▸ **Provided passage**:

· · · · · · ·

TAKRAF Group (“TAKRAF”), is a global German industrial company. Through its brands, TAKRAF and DELKOR, the Group provides equipment, systems and services to the mining and associated industries.

Foundation and History
While the official foundation date of TAKRAF Group is given as 1948, its origins stretch back to 1725 when the Lauchhammer works for fabricating construction equipment were established, in then Prussia, together with the first blast furnace for producing iron.

1809 saw the start of activities as a mechanical engineering company, as well as major milestones being contributed to Germany’s industrial history. These included, in 1874, the Lauchhammer works commencing high-rise - and iron bridge construction in Oberhammer, and the start of fabrication of overburden and lignite mining equipment.

The Lauchhammer works continued to contribute important firsts into the 20th century. The first overburden conveyor bridge was supplied in 1924, followed, two years later, in 1926, by fabrication of the first three bucket-wheel excavators.

The years following the foundation of TAKRAF, then known as ABUS, in 1948 saw supply of the first 60 meter moveable overburden conveyor bridge for the Welzon Sued lignite mine in 1973. This was followed by the construction of four other similar conveyor bridges prior to 1991, when the world’s largest bridge complex, the 60 m overburden conveyor bridge in the Klettwitz-Nord opencast mine was commissioned. The bridge (Visitor Mine “F 60 Lichterfeld”) is open for visitors at the Internationale Bauausstellung Fürst-Pückler-Land (International Mining Exhibition Fürst-Pückler-Land).

· · · · · · ·

Items for pointing and labeling:
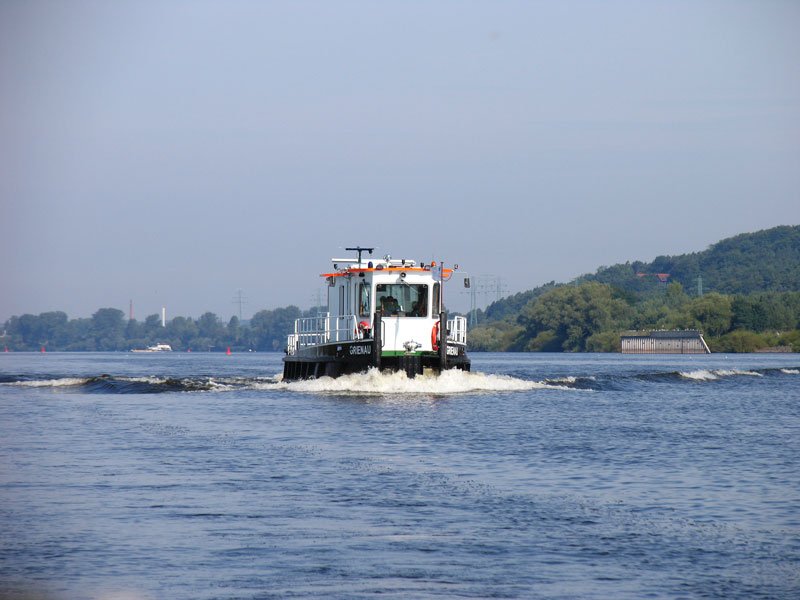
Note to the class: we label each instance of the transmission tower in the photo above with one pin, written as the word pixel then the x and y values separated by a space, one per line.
pixel 240 300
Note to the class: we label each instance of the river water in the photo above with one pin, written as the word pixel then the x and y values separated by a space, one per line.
pixel 536 476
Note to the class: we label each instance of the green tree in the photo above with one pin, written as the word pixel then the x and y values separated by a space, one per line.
pixel 108 329
pixel 713 312
pixel 573 313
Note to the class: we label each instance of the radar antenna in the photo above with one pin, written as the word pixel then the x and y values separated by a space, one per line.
pixel 359 249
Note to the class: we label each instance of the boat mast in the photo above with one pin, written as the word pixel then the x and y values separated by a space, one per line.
pixel 359 249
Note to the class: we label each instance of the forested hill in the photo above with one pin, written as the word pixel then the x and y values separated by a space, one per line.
pixel 764 261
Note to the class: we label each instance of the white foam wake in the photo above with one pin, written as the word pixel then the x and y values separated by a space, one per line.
pixel 64 381
pixel 450 382
pixel 706 375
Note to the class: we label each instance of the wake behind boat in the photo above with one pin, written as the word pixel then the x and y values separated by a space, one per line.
pixel 156 348
pixel 387 314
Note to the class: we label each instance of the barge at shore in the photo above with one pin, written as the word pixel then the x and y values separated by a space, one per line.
pixel 386 314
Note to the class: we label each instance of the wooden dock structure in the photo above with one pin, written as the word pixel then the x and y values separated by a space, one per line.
pixel 687 341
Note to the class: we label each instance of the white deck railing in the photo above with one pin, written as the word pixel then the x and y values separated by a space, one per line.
pixel 457 327
pixel 325 329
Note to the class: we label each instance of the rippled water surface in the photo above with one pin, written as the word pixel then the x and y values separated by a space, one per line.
pixel 536 476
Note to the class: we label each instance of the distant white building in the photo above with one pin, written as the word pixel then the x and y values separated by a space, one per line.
pixel 688 341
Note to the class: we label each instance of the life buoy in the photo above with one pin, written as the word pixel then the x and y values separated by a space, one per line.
pixel 435 337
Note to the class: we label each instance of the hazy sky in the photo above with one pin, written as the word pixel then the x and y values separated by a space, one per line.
pixel 173 152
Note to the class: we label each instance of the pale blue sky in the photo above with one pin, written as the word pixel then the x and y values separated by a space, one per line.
pixel 174 152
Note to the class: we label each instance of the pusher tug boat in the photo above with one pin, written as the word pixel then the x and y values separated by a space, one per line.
pixel 387 314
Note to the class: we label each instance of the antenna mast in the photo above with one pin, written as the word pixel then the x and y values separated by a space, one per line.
pixel 359 249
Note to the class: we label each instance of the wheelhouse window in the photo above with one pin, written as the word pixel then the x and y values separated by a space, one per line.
pixel 402 299
pixel 364 305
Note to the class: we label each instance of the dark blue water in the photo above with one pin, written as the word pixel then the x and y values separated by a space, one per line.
pixel 540 476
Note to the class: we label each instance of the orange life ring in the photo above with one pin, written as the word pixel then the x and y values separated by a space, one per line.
pixel 435 337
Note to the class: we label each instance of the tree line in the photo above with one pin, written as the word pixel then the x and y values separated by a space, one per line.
pixel 108 330
pixel 590 316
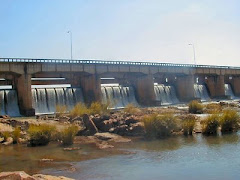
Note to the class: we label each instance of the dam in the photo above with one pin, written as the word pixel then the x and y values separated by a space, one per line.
pixel 118 83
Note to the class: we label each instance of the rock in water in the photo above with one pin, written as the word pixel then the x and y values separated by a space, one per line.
pixel 111 137
pixel 8 141
pixel 21 175
pixel 16 175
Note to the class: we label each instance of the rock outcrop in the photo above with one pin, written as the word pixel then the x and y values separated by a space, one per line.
pixel 21 175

· · · · · · ·

▸ **Exercises**:
- a) Does each statement agree with the TAKRAF passage? (i) The first overburden conveyor bridge was supplied in 1924. (ii) TAKRAF Group's official foundation date is given as 1725. (iii) The first three bucket-wheel excavators were fabricated in 1926. For each, answer yes or no and quote the words of the passage that settle it.
- b) Can you repeat the TAKRAF passage from "The Lauchhammer works continued" to "Mining Exhibition Fürst-Pückler-Land).", word for word?
The items aren't needed; only the TAKRAF passage matters here.

▸ **Task-by-task answers**:
- a)
(i) Yes: "The first overburden conveyor bridge was supplied in 1924"
(ii) No: "While the official foundation date of TAKRAF Group is given as 1948"
(iii) Yes: "in 1926, by fabrication of the first three bucket-wheel excavators"

- b)
The Lauchhammer works continued to contribute important firsts into the 20th century. The first overburden conveyor bridge was supplied in 1924, followed, two years later, in 1926, by fabrication of the first three bucket-wheel excavators.

The years following the foundation of TAKRAF, then known as ABUS, in 1948 saw supply of the first 60 meter moveable overburden conveyor bridge for the Welzon Sued lignite mine in 1973. This was followed by the construction of four other similar conveyor bridges prior to 1991, when the world’s largest bridge complex, the 60 m overburden conveyor bridge in the Klettwitz-Nord opencast mine was commissioned. The bridge (Visitor Mine “F 60 Lichterfeld”) is open for visitors at the Internationale Bauausstellung Fürst-Pückler-Land (International Mining Exhibition Fürst-Pückler-Land).